Set problem: Reproduce the lines below from the one that contains "Phrase: strawberry" through the end, inclusive, and add nothing.

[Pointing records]
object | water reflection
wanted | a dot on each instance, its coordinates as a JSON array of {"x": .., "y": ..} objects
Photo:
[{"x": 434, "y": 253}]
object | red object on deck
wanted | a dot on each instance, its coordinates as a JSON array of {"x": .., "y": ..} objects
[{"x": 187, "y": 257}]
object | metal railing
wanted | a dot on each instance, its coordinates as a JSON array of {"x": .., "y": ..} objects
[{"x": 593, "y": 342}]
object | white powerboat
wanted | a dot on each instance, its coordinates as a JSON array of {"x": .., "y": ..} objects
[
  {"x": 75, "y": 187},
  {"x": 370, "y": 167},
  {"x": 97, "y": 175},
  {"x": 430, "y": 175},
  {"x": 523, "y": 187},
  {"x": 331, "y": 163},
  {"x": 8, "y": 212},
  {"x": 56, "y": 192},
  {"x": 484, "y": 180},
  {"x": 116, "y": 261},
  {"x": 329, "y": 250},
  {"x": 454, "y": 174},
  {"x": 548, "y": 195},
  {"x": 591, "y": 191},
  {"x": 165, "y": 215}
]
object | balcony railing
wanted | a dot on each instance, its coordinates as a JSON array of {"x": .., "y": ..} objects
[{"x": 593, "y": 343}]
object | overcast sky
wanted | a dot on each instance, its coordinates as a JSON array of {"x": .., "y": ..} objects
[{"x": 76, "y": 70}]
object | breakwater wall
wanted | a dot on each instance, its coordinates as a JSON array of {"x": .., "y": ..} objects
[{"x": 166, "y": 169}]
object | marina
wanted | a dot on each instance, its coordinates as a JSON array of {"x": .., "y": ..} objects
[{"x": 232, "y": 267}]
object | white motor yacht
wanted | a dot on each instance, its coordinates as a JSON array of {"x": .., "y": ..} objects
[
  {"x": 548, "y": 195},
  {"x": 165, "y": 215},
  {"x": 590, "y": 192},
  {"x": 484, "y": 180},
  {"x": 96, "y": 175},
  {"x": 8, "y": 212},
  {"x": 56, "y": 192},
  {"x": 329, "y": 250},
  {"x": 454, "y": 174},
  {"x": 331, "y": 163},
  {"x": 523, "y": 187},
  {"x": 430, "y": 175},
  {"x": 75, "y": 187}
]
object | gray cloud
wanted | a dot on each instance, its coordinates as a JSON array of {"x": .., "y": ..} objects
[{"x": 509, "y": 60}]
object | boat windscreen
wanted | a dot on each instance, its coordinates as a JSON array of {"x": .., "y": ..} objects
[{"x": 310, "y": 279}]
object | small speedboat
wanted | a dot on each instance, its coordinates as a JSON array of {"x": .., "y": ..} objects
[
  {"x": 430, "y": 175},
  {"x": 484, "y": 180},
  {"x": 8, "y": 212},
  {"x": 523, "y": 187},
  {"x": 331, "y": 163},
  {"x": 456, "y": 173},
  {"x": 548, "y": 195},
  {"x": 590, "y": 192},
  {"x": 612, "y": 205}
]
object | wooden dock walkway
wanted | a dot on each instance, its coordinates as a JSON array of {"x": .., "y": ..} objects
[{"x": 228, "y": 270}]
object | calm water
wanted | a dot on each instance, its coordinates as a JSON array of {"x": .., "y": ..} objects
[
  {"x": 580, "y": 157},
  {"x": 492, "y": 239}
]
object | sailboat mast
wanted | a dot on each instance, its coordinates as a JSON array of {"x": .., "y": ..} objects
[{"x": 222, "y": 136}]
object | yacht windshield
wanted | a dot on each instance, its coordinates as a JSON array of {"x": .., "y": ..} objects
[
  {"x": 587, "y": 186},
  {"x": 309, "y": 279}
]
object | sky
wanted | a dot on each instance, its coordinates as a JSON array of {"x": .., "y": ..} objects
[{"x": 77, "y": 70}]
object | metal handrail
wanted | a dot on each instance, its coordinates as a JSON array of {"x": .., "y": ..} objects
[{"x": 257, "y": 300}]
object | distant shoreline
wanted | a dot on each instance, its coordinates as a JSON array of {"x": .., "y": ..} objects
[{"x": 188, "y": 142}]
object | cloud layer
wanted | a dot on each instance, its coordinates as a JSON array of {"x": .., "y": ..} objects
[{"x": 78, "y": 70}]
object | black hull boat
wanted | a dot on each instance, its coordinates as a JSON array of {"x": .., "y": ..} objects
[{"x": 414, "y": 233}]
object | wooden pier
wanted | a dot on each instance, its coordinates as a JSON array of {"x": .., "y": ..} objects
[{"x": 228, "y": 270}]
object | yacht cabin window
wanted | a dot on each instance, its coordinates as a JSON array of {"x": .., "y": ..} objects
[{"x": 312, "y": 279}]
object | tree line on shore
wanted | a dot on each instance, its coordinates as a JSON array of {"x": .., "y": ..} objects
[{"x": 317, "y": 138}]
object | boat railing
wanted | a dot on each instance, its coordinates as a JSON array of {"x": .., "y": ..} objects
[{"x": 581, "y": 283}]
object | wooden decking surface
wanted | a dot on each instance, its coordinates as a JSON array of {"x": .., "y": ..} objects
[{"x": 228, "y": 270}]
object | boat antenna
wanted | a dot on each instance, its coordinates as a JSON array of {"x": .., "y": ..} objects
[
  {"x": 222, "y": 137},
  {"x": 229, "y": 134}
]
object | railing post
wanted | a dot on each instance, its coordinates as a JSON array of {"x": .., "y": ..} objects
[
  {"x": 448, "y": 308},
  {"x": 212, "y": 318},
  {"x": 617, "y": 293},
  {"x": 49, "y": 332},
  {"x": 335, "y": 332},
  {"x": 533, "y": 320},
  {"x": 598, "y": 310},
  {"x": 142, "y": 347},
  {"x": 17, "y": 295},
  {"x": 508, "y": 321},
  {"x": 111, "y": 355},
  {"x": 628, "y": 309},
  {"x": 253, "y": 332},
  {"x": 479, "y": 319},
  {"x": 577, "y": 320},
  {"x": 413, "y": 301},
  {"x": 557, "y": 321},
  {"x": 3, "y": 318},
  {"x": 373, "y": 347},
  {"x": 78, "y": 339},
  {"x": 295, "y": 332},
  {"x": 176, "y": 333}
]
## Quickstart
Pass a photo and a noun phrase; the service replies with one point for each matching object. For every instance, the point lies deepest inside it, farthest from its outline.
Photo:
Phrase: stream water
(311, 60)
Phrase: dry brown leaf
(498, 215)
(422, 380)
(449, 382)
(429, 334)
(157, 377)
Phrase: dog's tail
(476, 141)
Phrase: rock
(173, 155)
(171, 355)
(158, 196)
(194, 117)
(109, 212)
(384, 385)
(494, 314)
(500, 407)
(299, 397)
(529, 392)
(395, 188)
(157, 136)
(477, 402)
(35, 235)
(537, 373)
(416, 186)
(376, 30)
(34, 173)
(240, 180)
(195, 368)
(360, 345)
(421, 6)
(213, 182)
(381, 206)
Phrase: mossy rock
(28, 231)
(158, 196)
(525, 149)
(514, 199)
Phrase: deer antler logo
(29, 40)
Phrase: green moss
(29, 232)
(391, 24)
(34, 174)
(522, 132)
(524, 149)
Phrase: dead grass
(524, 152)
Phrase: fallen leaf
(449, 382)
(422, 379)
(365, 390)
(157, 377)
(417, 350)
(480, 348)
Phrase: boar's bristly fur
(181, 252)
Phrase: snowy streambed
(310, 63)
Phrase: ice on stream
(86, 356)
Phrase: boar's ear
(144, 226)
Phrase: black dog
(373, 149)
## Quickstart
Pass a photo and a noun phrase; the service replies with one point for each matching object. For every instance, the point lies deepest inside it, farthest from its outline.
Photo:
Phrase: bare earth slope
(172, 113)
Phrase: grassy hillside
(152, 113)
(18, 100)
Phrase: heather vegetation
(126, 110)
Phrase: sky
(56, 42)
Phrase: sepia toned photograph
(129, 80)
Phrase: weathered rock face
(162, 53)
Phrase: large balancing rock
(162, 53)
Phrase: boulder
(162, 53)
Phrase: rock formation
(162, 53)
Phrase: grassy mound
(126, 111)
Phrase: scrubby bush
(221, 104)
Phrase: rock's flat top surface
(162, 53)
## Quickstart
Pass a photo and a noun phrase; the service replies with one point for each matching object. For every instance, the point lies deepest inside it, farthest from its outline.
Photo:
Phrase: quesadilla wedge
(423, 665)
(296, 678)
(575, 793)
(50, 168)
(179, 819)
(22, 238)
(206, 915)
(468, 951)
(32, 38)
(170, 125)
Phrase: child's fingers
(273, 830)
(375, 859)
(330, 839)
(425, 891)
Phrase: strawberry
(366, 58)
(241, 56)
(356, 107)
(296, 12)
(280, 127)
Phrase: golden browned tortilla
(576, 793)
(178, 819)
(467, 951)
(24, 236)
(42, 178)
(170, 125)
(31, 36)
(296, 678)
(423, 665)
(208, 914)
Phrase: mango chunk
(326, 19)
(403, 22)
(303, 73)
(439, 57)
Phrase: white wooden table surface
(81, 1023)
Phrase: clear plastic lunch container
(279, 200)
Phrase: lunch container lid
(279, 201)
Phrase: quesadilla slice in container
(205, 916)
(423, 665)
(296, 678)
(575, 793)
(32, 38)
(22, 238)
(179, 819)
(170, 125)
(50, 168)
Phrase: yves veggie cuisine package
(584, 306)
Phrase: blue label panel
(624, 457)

Written answer:
Phrase: strawberry
(366, 58)
(241, 56)
(356, 107)
(296, 12)
(280, 127)
Phrase: golden browned tortilla
(576, 793)
(178, 819)
(467, 951)
(24, 236)
(42, 178)
(170, 125)
(31, 36)
(296, 678)
(423, 665)
(208, 914)
Phrase: mango chunk
(326, 19)
(403, 22)
(303, 73)
(439, 57)
Phrase: white wooden table surface
(81, 1023)
Phrase: clear plastic lunch container
(279, 200)
Phrase: lunch container lid
(279, 201)
Phrase: quesadilla slice in container
(205, 916)
(423, 665)
(296, 678)
(575, 793)
(32, 38)
(22, 238)
(179, 819)
(170, 125)
(50, 168)
Phrase: yves veggie cuisine package
(584, 306)
Phrase: blue label panel
(624, 457)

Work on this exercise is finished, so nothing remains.